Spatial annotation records
- - - - - - -

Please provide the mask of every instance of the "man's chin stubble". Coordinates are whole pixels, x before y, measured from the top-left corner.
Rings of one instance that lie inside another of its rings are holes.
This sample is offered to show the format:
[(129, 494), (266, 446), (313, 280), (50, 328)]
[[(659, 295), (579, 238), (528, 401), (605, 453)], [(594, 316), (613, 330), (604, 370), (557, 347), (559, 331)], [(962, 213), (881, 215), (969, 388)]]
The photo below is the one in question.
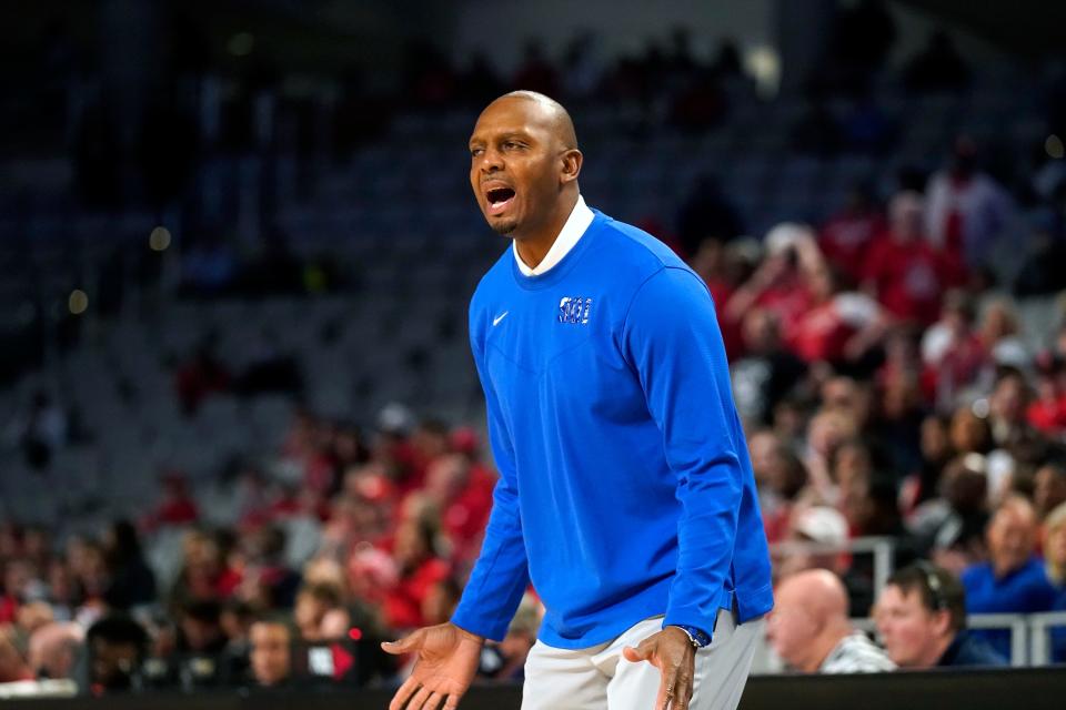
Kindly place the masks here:
[(517, 220), (510, 220), (507, 222), (496, 222), (495, 224), (490, 224), (492, 231), (501, 236), (510, 236), (516, 229), (519, 229)]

- - - - - - -

→ **Challenge**:
Output the lines above as a Markdown table with the columns "Row" and "Line", numbering each row and skipping blank lines. Leave the pictures out of the table.

→ **Output for this task**:
| Row | Line |
|---|---|
| 1 | Please provide the mask of every instance of the "man's chin stubble". Coordinates are whole pixels, x before y, measured from the top-left corner. |
| 2 | Rings of one instance that lie inside another of its rings are holes. |
| 3 | This sample is offered to show the format: |
| 4 | [(129, 494), (266, 446), (313, 280), (50, 328)] |
| 5 | [[(659, 295), (579, 238), (528, 401), (605, 453)], [(594, 316), (613, 330), (604, 370), (557, 347), (559, 331)], [(962, 213), (881, 215), (969, 388)]] |
| 6 | The photo below is the one in question. |
| 7 | Kindly place the masks here: |
| 8 | [(517, 220), (510, 220), (507, 222), (496, 222), (495, 224), (490, 224), (492, 231), (501, 236), (510, 236), (516, 229), (519, 229)] |